### WHAT THE TASK REQUIRES
Return the data exactly, with all pictures removed.

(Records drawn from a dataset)
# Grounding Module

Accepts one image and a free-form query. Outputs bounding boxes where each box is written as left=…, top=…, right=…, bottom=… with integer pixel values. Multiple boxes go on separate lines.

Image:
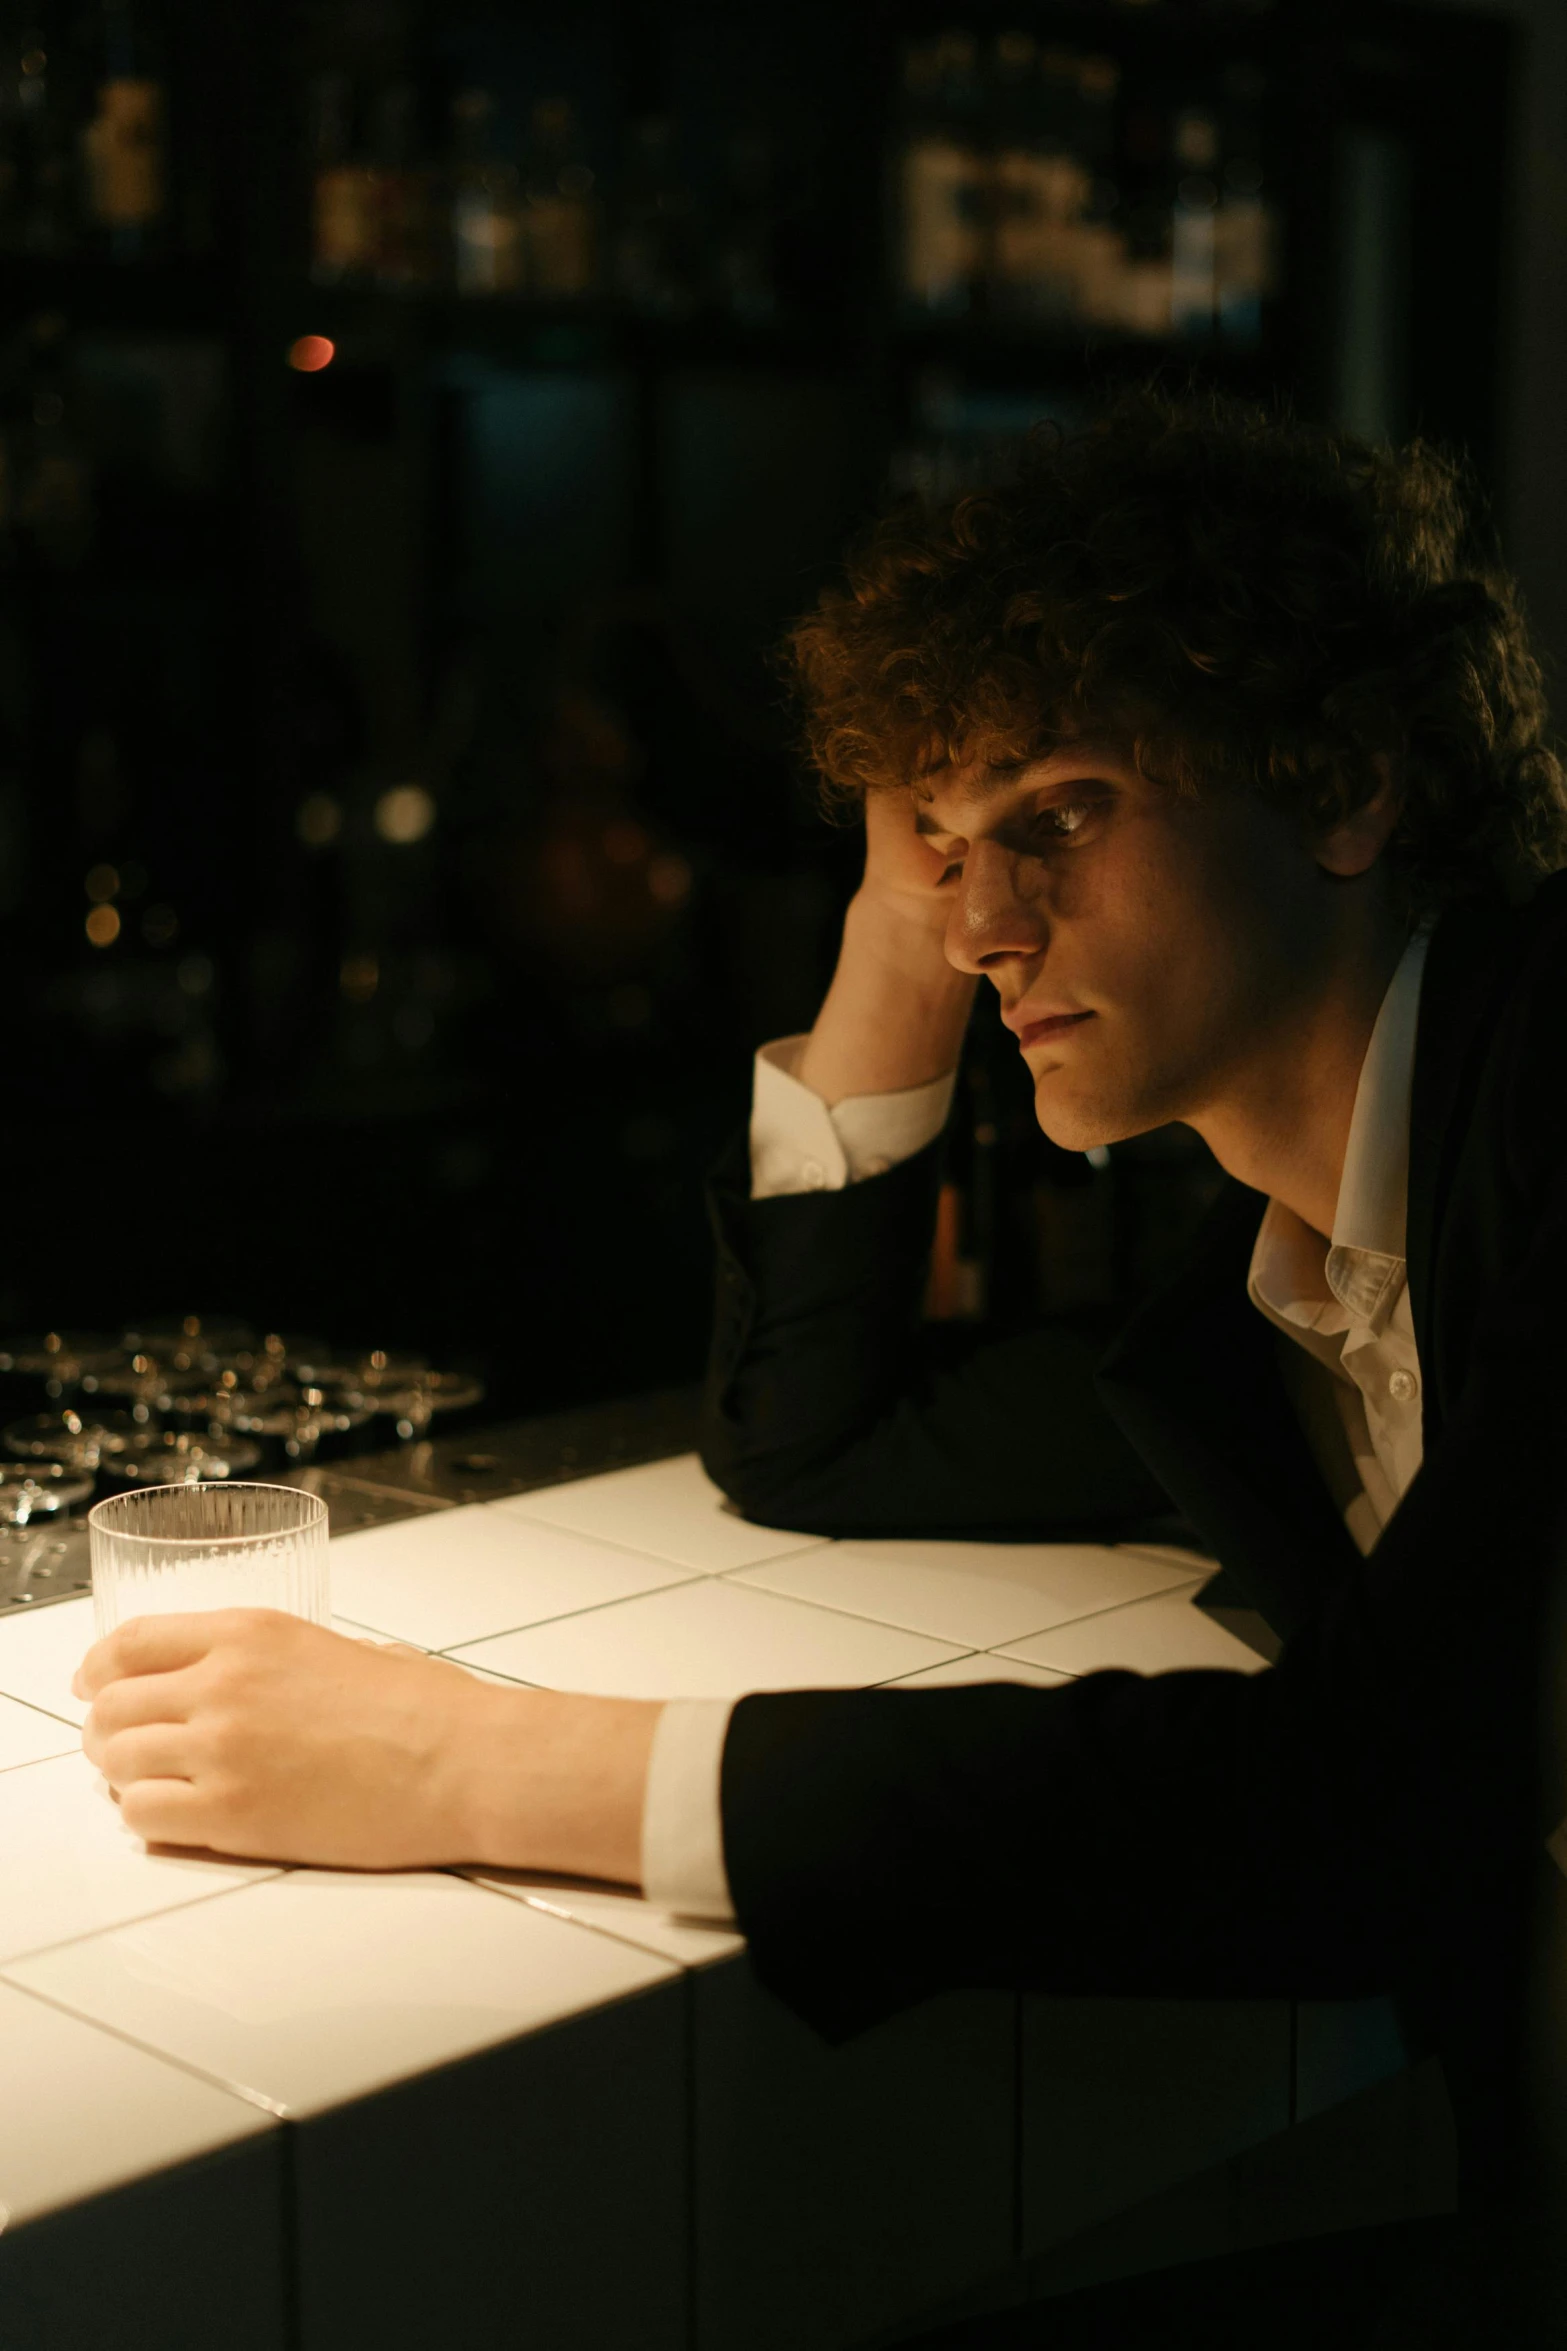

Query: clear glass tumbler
left=88, top=1481, right=330, bottom=1639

### ANSWER TO THE PROBLEM
# Grounding Module

Accepts one image and a free-form query. Outputs bounding boxes where each box is written as left=…, top=…, right=…, bottom=… with integer pixel values. Multiple boxes go on separate lines.

Image:

Query: clear glass tumbler
left=88, top=1481, right=330, bottom=1639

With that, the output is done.